Set problem
Return, word for word, every line starting at the line with "target: dark jacket" and ending at the final line of the entries; skip the pictures.

Object location annotation data

:::

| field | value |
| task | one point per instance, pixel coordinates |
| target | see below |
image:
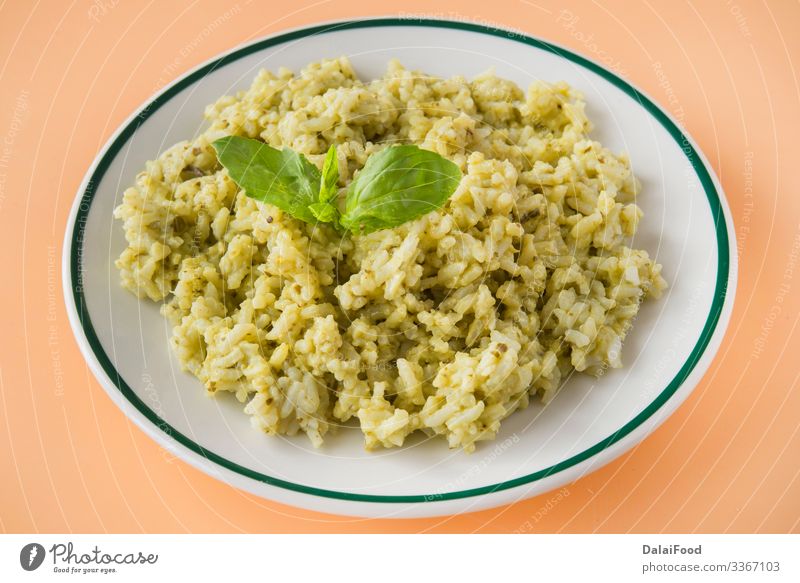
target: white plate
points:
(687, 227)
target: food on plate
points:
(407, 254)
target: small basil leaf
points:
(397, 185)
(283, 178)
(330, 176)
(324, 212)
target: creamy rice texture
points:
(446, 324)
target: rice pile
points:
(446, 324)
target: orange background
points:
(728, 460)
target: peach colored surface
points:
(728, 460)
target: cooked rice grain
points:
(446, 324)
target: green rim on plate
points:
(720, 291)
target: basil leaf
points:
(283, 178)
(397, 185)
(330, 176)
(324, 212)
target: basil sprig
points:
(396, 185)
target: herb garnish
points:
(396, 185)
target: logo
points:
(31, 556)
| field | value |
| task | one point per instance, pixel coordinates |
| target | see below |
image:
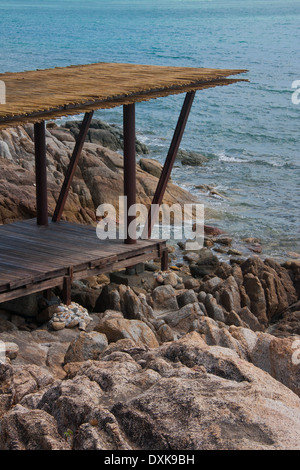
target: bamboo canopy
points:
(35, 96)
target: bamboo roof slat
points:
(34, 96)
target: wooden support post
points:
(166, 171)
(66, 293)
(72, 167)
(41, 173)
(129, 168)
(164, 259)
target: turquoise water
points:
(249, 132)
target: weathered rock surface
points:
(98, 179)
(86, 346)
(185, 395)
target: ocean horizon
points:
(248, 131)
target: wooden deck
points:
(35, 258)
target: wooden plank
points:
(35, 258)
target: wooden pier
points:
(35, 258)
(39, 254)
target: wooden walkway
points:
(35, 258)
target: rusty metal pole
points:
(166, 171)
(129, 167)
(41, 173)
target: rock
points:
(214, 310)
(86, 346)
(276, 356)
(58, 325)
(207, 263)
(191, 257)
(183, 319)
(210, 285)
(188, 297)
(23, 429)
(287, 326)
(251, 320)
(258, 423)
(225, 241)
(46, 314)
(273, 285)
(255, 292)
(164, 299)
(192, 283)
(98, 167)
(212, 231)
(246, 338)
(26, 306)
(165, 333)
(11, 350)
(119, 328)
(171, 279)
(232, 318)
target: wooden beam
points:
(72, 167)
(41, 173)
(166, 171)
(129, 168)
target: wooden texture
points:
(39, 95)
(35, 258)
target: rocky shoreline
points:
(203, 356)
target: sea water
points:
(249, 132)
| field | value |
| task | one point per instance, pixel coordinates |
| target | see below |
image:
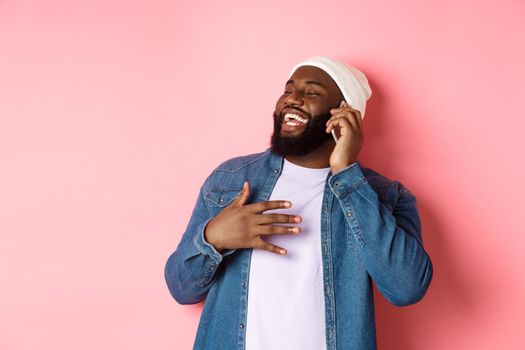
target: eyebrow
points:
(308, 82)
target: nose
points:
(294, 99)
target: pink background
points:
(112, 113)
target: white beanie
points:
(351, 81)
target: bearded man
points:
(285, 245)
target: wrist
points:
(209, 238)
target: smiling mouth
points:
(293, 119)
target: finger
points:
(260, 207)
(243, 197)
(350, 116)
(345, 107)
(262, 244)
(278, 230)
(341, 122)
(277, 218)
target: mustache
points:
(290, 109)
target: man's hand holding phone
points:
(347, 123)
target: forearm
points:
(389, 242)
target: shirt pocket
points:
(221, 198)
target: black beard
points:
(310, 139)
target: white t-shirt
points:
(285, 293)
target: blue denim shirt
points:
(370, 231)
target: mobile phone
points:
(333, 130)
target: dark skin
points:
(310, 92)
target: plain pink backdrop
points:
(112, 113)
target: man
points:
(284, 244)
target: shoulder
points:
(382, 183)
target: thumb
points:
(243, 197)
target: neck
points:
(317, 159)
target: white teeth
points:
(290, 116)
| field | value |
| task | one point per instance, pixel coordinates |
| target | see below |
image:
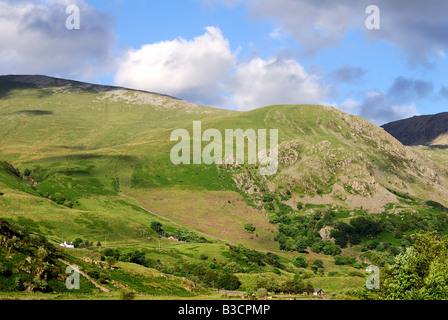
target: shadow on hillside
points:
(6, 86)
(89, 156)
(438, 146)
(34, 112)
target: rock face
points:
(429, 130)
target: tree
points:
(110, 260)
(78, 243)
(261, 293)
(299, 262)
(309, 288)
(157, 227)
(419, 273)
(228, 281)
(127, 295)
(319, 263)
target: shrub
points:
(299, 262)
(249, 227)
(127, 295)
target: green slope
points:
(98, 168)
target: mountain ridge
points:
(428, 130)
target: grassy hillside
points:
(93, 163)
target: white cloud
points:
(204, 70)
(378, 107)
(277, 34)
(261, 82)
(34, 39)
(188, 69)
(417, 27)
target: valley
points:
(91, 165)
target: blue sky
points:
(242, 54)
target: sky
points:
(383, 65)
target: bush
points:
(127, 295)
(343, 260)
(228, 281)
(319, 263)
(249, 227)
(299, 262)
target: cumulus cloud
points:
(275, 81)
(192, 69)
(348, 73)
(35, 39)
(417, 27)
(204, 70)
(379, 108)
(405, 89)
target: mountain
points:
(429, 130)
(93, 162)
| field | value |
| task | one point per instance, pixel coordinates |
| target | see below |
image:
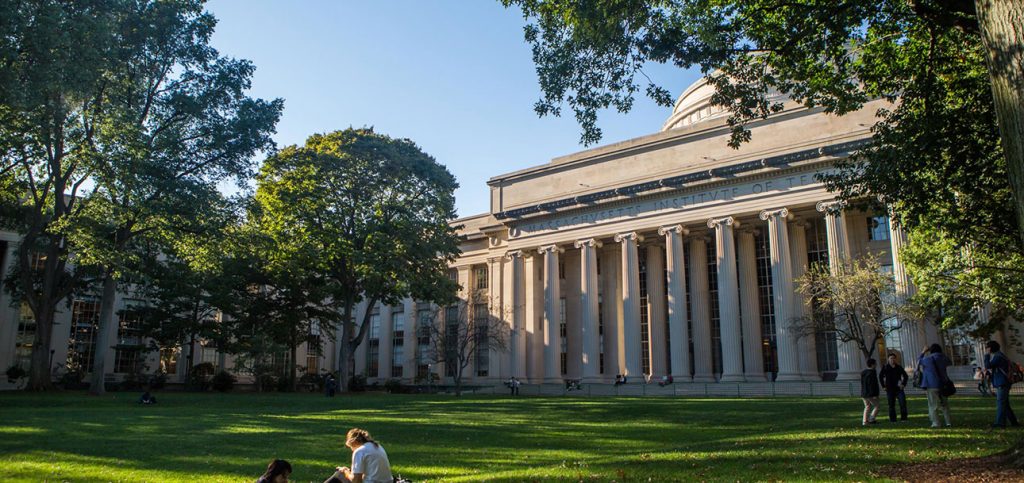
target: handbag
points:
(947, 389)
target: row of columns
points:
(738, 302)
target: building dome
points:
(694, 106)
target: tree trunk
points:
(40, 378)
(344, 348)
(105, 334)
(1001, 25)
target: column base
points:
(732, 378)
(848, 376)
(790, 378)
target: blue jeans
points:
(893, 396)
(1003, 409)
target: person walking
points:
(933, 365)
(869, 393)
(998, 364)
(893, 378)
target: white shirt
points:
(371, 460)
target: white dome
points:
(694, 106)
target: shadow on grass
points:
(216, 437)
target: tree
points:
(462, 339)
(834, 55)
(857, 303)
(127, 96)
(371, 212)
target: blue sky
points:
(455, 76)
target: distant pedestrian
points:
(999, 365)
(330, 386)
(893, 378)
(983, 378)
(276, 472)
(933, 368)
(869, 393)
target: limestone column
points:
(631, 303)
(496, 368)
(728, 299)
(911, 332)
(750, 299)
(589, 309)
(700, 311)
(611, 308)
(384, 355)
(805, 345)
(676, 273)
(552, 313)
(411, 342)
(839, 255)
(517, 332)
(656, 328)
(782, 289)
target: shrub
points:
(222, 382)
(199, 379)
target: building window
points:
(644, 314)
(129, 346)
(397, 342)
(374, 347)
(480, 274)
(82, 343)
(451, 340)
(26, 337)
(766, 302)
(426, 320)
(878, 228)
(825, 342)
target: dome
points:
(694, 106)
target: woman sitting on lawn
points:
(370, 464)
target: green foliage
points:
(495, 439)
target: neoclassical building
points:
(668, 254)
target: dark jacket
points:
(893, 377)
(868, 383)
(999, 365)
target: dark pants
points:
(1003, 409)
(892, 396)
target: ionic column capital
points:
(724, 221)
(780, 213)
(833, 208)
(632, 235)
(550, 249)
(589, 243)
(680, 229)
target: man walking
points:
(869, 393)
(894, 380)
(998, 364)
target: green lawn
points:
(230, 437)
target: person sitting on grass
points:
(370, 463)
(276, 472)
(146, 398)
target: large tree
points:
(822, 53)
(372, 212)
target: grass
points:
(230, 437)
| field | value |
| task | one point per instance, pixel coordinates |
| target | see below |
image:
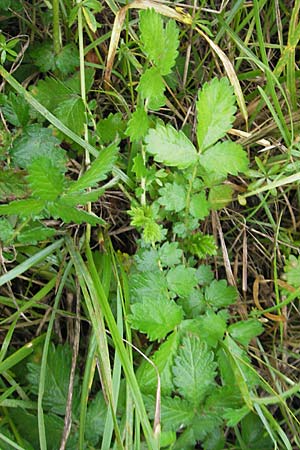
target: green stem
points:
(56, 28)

:::

The answer
target: dark jacket
points:
(893, 377)
(868, 383)
(999, 365)
target: dark pants
points:
(1003, 409)
(892, 396)
target: ionic column capital
points:
(724, 221)
(780, 213)
(833, 208)
(632, 235)
(550, 249)
(589, 243)
(680, 229)
target: man walking
points:
(869, 393)
(894, 380)
(998, 364)
target: green lawn
points:
(230, 437)
target: person sitting on grass
points:
(370, 463)
(276, 472)
(146, 398)
target: large tree
points:
(822, 53)
(372, 212)
target: grass
points:
(230, 437)
| field | value |
| task | one point per instance, pixel coordinates |
| target | see below |
image:
target: green stem
points:
(56, 28)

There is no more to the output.